- **Work request**
Below are some entries. Reproduce them word for word.

═════ Input material ═════

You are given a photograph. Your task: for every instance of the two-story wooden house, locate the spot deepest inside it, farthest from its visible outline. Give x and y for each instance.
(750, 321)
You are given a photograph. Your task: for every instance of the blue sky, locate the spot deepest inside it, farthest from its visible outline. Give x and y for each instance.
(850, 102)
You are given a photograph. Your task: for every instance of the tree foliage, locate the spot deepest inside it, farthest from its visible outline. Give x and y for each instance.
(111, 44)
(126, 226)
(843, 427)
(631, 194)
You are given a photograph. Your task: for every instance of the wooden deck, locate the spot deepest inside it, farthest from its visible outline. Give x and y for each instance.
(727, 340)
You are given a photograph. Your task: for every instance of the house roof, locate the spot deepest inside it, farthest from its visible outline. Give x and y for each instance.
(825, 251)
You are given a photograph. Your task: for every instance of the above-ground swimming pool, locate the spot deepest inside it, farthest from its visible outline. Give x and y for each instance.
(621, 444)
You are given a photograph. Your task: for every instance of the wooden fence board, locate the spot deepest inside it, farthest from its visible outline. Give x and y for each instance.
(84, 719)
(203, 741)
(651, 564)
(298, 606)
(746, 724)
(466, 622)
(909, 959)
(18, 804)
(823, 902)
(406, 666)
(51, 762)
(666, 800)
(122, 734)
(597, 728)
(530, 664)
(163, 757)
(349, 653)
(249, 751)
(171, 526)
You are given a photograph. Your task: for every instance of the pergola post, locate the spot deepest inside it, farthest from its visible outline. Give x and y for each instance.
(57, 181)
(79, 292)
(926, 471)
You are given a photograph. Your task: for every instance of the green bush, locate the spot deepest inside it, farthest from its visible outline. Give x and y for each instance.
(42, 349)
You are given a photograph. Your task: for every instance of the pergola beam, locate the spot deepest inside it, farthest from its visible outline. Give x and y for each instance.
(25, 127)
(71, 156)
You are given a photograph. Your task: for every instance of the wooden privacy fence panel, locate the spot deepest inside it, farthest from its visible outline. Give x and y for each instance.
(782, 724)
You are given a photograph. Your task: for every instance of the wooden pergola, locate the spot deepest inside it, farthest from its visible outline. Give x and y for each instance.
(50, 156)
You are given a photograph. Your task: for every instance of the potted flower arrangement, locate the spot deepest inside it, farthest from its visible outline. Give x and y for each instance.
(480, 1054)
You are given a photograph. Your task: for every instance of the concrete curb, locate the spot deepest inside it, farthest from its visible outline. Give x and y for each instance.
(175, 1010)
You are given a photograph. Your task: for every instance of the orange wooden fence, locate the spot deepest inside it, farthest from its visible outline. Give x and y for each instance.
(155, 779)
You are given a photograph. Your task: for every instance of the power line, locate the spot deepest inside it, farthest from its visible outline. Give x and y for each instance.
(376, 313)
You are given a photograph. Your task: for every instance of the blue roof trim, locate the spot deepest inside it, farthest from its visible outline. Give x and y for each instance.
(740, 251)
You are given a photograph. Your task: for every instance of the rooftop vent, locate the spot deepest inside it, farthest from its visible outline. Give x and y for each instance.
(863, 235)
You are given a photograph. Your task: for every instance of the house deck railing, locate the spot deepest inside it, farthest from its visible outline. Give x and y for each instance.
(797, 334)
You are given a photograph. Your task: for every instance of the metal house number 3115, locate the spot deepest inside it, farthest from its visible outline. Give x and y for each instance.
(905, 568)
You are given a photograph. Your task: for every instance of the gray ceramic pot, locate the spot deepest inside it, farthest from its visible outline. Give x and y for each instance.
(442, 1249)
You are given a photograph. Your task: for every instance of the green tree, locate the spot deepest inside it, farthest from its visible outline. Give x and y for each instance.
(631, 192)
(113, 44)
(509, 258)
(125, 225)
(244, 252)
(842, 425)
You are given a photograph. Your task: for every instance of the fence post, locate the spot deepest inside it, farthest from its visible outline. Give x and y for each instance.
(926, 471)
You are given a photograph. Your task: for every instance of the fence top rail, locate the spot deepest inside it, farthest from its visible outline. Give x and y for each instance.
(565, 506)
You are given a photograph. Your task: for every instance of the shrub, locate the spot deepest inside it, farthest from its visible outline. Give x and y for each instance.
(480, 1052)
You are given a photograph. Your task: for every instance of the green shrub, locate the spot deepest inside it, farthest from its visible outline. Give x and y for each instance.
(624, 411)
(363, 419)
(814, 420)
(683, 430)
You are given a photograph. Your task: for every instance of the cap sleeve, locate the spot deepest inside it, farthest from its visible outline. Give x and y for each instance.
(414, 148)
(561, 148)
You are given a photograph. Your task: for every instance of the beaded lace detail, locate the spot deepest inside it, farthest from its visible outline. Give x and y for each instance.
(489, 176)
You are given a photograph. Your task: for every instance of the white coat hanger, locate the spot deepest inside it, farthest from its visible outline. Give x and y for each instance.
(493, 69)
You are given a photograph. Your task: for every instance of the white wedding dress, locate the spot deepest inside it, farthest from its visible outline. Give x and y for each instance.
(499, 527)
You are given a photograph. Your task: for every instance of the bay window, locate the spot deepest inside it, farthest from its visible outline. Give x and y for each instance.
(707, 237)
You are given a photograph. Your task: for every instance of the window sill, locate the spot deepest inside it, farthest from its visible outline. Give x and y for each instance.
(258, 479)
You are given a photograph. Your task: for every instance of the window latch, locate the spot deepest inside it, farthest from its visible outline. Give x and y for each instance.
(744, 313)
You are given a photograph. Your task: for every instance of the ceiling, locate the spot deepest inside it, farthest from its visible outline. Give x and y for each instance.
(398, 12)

═════

- **Output for this task**
You are given a photograph. Your task: for every instance of the two-story wooden house, locate the spot deepest inside it, farthest from its visible outline. Give x and y for each instance.
(750, 321)
You are given a photograph. Your task: for every instance of the blue sky, locate the spot deepest inside it, farthest from its visible outline. Give x and y for each instance.
(850, 102)
You are given a photograph. Your task: for every instance of the tree foliage, locate the spot deepest inside it, farthest from its visible outline. Give x and y for each instance.
(111, 44)
(126, 226)
(843, 427)
(631, 194)
You are given a photograph. Your task: for every instance of the wooden deck, locate the spot deepest inside it, farthest from its visible outline. Give x and y for each instance.
(727, 340)
You are given a photograph. Your task: for every instance of the house roof, locate the spot deepest inside it, farthest from its visible outline. Give x and y for each instance.
(825, 251)
You are given a photograph. Your task: for every instance of the above-ground swimming pool, locate the spot deepest inside it, farthest from its visible outline. Give x and y for each instance.
(621, 444)
You are given a photograph. Your task: for every instance of the wooden fence board, locate the spot deepest inside it, farthest from its visible outline. Give x and y for each instance.
(84, 719)
(203, 741)
(651, 564)
(298, 606)
(746, 724)
(466, 622)
(909, 959)
(18, 804)
(823, 902)
(406, 666)
(51, 762)
(666, 800)
(122, 734)
(597, 728)
(530, 664)
(163, 757)
(349, 653)
(249, 751)
(171, 526)
You are given a photograph. Your task: for every instance of the pergola post, locate the spot deepest inside it, farthest from its visible outline. Give x and y for each instance.
(57, 181)
(79, 292)
(926, 471)
You are given a photograph. Your task: for every instance of the green bush, locate the spot deepest inside it, farthest from its visible outline. Give x and y for each instance.
(42, 349)
You are given a photograph. Your task: for every instance of the pergola beam, locate the spot deepest inside it, farthest from its visible outline. Give x and y for each instance.
(25, 127)
(71, 156)
You are given a photograph. Your task: for every instance of the wooden privacy fence panel, locate the spot deepest inside it, farthest from its visible outline. Give x and y for each instance.
(782, 724)
You are given a photograph. Your task: for every instance of the wooden pergola, locate the spot deepest inside it, farthest from its visible outline. Give x and y for each instance.
(50, 156)
You are given a photograph. Your task: for every instance of the potted flower arrangement, locate the spot deepest inside it, farthest from its visible outline. Give x and y for each instance.
(480, 1054)
You are given a photograph. Your task: for every instance of the concrete curb, locate the spot deepest inside it, farthest from its visible outline. Give x and y for each instance.
(175, 1010)
You are given a photograph. Your task: for every instance of the orange wooden fence, locate the spot deepest inside it, farthest from its visible outline. Give x and y for each instance.
(155, 779)
You are given a photograph. Your task: for every instance of the power line, locate the spot deepest inside it, farthest from its visible outline. Give x and y for each instance.
(376, 313)
You are given a photograph. Your task: for every instance of the blue roof trim, locate the spot deepest inside it, farthest from its visible outline. Give x and y for each instance.
(740, 251)
You are given a photograph. Your task: for every instance of the rooftop vent, locate the spot deepest inside it, farthest from its visible outline. Give x and y for each instance.
(863, 235)
You are given a photograph. Your task: for every instance of the house deck railing, locate the spot deepest inside it, farthest from its visible outline. Give x and y for each instance.
(797, 334)
You are given a photograph. Your task: for every instance of the metal house number 3115, locate the spot deepest inside it, farthest from its visible outline. Give x and y for each instance.
(905, 568)
You are given a photograph. Your task: for every instance of the gray ceramic pot, locate the spot deepest inside it, farthest from its visible outline. Give x and y for each instance.
(442, 1249)
You are given a photograph. Your task: for every instance of the green tree, locate the spot deepest inside it, farthest from its visible outline. Give x and y for each instance.
(631, 192)
(113, 44)
(509, 258)
(125, 225)
(244, 252)
(842, 425)
You are given a photograph. Your task: for every instance of the fence post, locate the spot deepest inside it, farthest from its visible outline. Give x and y for each instance.
(926, 471)
You are given a photograph. Your task: for every instance of the fence top rail, locate the spot deepest inside it, farthest from its visible outline. Give x and y for each instance.
(565, 506)
You are given a photograph. Your task: for every instance of the shrub, locate the spot deepest inside it, farthest from its visible outline. Give x and y for each instance.
(480, 1052)
You are given a photograph. Your task: for every instance of the green shrub, locate the spot deepest inside it, farthest from its visible outline. Give x and y for each instance.
(624, 411)
(363, 419)
(814, 420)
(683, 430)
You are given a photograph. Your task: for every instance of the cap sleeve, locate the spot deepest inside it, farthest from its visible outline. Give x and y for each instance.
(414, 148)
(561, 148)
You are given a photograph. Your task: for every instance of the beaded lace detail, locate the spot deepest inside it, farthest from its visible outline. Give x and y for each instance.
(489, 176)
You are given a photograph. Your task: for every instance of the white coat hanger, locate the spot deepest inside it, farthest from its visible outline. Give x and y for each instance.
(493, 69)
You are given a photograph. Your task: for every instance of the white wedding dress, locate the spot deepest inside it, farthest from its visible outline. Give x and y for each instance.
(499, 527)
You are given a photograph. Your task: for every instance of the bay window, locate the spot deepest inside it, farthest from its visible outline. Give x and y for each instance.
(707, 237)
You are given a photograph. Your task: for every instance of the window sill, locate the spot deepest inside it, farthest from its visible outline. Give x and y for each instance.
(258, 479)
You are given a photograph. Your task: for every instance of the window latch, locate the spot deepest inside it, farthest from its visible outline. Give x and y for each instance.
(744, 313)
You are given a photograph. Your task: for every instance of the ceiling, locate the spot deepest inside it, farthest from its visible outline. Give x and y for each instance.
(398, 12)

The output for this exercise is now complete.